**Aim**
Gather every line of the data below that contains the string "winding", treating uppercase and lowercase as different.

BEGIN

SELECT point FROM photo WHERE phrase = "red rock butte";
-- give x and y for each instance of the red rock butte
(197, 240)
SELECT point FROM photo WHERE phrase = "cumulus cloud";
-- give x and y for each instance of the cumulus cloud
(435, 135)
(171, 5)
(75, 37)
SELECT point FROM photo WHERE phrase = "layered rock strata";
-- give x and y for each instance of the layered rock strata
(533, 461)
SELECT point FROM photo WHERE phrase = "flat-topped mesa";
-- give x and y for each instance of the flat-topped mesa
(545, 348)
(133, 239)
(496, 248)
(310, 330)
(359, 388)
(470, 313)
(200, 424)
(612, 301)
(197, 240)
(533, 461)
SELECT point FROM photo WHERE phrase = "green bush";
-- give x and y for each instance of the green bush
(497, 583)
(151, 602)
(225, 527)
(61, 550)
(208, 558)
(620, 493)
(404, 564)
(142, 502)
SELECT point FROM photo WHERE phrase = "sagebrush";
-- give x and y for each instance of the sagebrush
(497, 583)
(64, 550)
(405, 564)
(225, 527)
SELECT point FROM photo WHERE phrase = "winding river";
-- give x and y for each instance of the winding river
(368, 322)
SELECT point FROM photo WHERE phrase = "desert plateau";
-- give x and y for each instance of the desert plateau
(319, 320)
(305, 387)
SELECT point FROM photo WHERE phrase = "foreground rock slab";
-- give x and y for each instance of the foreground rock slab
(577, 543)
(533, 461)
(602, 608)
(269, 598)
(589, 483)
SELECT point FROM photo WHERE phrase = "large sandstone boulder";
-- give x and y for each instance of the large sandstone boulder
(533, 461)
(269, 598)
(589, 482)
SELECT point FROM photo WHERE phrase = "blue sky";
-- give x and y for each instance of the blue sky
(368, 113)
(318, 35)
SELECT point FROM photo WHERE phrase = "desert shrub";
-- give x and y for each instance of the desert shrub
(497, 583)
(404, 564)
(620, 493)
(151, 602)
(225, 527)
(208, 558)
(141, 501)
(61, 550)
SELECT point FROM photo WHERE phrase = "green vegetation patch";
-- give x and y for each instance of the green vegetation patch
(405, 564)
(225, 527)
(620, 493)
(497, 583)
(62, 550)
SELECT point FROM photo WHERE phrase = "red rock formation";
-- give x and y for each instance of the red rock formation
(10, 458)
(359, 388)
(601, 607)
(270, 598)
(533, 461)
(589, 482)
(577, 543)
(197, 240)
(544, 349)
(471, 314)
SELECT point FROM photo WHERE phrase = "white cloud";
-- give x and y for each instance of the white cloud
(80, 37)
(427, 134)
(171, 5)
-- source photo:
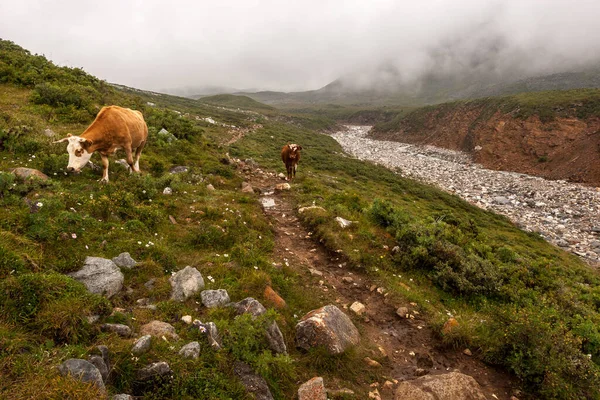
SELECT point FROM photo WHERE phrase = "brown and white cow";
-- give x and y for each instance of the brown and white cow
(114, 128)
(290, 155)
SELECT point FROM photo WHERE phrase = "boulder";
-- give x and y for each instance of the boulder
(153, 371)
(83, 370)
(452, 386)
(186, 283)
(100, 276)
(119, 329)
(142, 345)
(253, 383)
(272, 333)
(190, 350)
(214, 298)
(328, 327)
(314, 389)
(124, 260)
(159, 329)
(99, 363)
(29, 173)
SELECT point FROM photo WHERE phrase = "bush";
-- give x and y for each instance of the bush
(51, 304)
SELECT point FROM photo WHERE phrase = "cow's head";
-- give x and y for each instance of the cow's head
(78, 149)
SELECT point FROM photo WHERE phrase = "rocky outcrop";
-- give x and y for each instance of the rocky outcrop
(253, 383)
(186, 283)
(452, 386)
(328, 327)
(100, 276)
(314, 389)
(83, 370)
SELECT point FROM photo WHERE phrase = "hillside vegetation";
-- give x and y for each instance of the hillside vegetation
(551, 134)
(521, 303)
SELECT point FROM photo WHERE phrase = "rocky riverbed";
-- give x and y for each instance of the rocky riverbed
(564, 213)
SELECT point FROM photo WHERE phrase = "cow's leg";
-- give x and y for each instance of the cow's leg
(138, 153)
(104, 169)
(129, 157)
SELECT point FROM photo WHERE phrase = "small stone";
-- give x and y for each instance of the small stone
(358, 308)
(313, 389)
(449, 326)
(372, 363)
(190, 350)
(214, 298)
(119, 329)
(124, 260)
(142, 345)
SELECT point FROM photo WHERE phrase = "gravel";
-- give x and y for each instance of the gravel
(564, 213)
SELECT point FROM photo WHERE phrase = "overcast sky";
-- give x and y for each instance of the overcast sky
(299, 45)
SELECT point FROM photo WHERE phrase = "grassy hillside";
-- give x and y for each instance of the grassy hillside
(230, 100)
(521, 303)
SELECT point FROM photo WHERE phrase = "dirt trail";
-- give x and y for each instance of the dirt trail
(410, 344)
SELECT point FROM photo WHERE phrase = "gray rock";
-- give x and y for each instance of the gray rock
(119, 329)
(142, 345)
(29, 173)
(273, 333)
(83, 370)
(214, 298)
(99, 363)
(100, 276)
(250, 306)
(159, 329)
(452, 386)
(253, 383)
(153, 371)
(190, 350)
(124, 260)
(179, 169)
(314, 389)
(328, 327)
(186, 283)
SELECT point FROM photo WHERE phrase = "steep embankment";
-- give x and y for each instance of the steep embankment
(555, 135)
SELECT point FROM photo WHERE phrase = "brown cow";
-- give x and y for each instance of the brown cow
(114, 128)
(290, 155)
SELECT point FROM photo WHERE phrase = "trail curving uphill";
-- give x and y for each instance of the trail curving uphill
(566, 214)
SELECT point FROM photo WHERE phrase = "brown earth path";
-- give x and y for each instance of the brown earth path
(409, 343)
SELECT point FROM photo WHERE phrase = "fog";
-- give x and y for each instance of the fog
(302, 45)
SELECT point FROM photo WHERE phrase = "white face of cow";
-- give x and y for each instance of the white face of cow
(78, 155)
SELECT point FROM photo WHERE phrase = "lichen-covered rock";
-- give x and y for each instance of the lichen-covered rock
(328, 327)
(119, 329)
(215, 298)
(29, 173)
(83, 370)
(186, 283)
(314, 389)
(253, 383)
(124, 260)
(142, 345)
(452, 386)
(100, 276)
(190, 350)
(159, 329)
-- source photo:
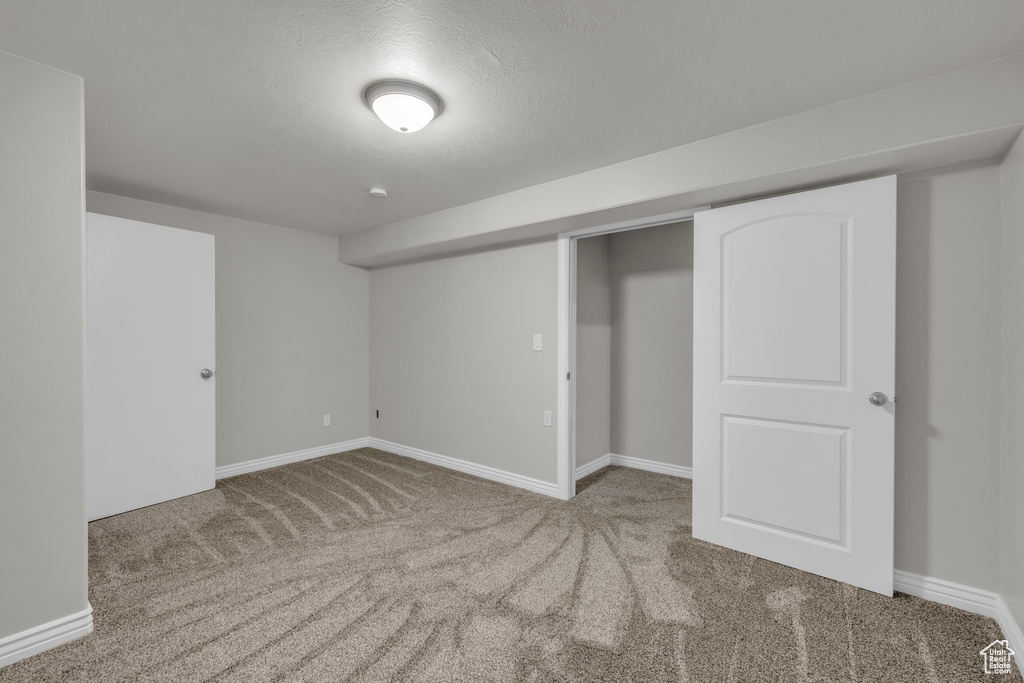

END

**Solution to the problem**
SELECT point FROM photo WHERE phrase = "winding river";
-- give x and y for each instance of the winding river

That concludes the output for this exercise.